What to produce. Turn every line of the material below into a numbered list, leaving out any blank lines.
....................
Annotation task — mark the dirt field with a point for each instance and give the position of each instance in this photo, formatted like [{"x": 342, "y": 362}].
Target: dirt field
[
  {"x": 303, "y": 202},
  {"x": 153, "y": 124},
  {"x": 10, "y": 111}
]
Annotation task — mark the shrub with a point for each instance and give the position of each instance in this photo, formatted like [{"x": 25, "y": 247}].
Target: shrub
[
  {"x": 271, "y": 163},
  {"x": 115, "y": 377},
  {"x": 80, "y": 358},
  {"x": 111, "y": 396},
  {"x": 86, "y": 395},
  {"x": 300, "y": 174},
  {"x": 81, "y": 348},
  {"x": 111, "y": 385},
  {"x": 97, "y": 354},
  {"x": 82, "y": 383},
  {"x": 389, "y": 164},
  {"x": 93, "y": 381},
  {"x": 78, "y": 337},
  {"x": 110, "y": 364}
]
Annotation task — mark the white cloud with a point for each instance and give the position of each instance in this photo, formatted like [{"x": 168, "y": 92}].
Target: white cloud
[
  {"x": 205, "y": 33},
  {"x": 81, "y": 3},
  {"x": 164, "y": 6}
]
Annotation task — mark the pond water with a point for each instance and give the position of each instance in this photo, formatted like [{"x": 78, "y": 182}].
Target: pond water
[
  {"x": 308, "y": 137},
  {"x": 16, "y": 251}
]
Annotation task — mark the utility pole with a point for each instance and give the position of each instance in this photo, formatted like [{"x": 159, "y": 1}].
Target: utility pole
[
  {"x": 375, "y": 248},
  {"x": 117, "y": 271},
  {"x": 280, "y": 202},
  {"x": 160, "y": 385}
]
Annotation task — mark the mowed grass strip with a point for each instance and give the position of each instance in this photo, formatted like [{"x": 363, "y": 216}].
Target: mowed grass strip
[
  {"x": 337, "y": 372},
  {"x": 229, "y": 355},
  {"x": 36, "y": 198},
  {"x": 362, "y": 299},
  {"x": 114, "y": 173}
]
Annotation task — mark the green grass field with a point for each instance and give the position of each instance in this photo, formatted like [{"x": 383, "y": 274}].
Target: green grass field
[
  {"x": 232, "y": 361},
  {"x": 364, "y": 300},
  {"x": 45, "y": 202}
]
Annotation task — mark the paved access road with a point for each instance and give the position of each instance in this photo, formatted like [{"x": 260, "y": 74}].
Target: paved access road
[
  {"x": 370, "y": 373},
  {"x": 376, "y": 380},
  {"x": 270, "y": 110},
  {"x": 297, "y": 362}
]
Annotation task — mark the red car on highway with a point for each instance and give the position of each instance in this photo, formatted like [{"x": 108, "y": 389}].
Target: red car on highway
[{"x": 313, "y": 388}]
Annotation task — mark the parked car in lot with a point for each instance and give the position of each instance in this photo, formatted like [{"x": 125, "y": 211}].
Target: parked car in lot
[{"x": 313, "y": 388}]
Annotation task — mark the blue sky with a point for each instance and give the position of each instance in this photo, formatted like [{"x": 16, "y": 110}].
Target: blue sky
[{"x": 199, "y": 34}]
....................
Result.
1. Annotation task — mark the dirt field with a point for each instance and give the position of each instance in this photo, formatted like [{"x": 342, "y": 362}].
2. Target: dirt field
3. [
4.   {"x": 303, "y": 202},
5.   {"x": 153, "y": 124},
6.   {"x": 10, "y": 111}
7. ]
8. Annotation task — mark the shrub with a point for each instance and give the position of each instance in this photo, formatted like [{"x": 25, "y": 247}].
9. Target: shrub
10. [
11.   {"x": 271, "y": 163},
12.   {"x": 115, "y": 377},
13.   {"x": 80, "y": 358},
14.   {"x": 111, "y": 396},
15.   {"x": 86, "y": 395},
16.   {"x": 300, "y": 174},
17.   {"x": 81, "y": 348},
18.   {"x": 111, "y": 385},
19.   {"x": 97, "y": 354},
20.   {"x": 82, "y": 383},
21.   {"x": 389, "y": 164},
22.   {"x": 93, "y": 381},
23.   {"x": 78, "y": 337},
24.   {"x": 110, "y": 364}
25. ]
26. Annotation task — mark the white cloud with a point for each instance and give the position of each instance in this photo, formatted like [{"x": 168, "y": 92}].
27. Target: white cloud
28. [
29.   {"x": 205, "y": 33},
30.   {"x": 81, "y": 3},
31.   {"x": 164, "y": 6}
32. ]
33. Annotation task — mark the pond water with a point for each instance and give the position of each instance in this photo, formatted like [{"x": 78, "y": 182}].
34. Target: pond water
35. [
36.   {"x": 308, "y": 137},
37.   {"x": 16, "y": 251}
38. ]
39. Annotation task — mark the utility pole with a point for each instance and give the position of each instance in this photo, formatted like [{"x": 159, "y": 1}].
40. Target: utility pole
41. [
42.   {"x": 375, "y": 248},
43.   {"x": 117, "y": 271},
44.   {"x": 280, "y": 202},
45.   {"x": 160, "y": 385}
46. ]
47. Annotation task — mark the mowed grass strip with a point for each instance and give the position of each instance in this photo, formatted like [{"x": 363, "y": 216}].
48. Target: mowed grass strip
49. [
50.   {"x": 337, "y": 372},
51.   {"x": 229, "y": 355},
52.   {"x": 36, "y": 198},
53.   {"x": 362, "y": 299},
54.   {"x": 114, "y": 173}
55. ]
56. Annotation task — mark the green grass field with a point for each instance and give the position of each instance in this photo, formatted like [{"x": 383, "y": 274}].
57. Target: green grass field
58. [
59.   {"x": 232, "y": 361},
60.   {"x": 364, "y": 300},
61.   {"x": 45, "y": 202}
62. ]
63. Annotation task — mark the paved access road with a point for each instance and give the position of each instance in this photo, formatted like [{"x": 260, "y": 74}].
64. Target: paved access road
65. [
66.   {"x": 370, "y": 373},
67.   {"x": 376, "y": 380},
68.   {"x": 270, "y": 110},
69.   {"x": 297, "y": 362}
70. ]
71. Annotation task — mark the red car on highway with a point for each instance and give the position of each instance in this photo, formatted like [{"x": 108, "y": 389}].
72. Target: red car on highway
73. [{"x": 313, "y": 388}]
74. Annotation task — mark the parked car in lot with a point for each instance and give the position of each instance in this photo, formatted like [{"x": 125, "y": 211}].
75. Target: parked car in lot
76. [{"x": 313, "y": 388}]
77. Annotation task — mark the blue sky with a point for each instance and give the position of each instance in this photo, formatted like [{"x": 16, "y": 110}].
78. Target: blue sky
79. [{"x": 199, "y": 34}]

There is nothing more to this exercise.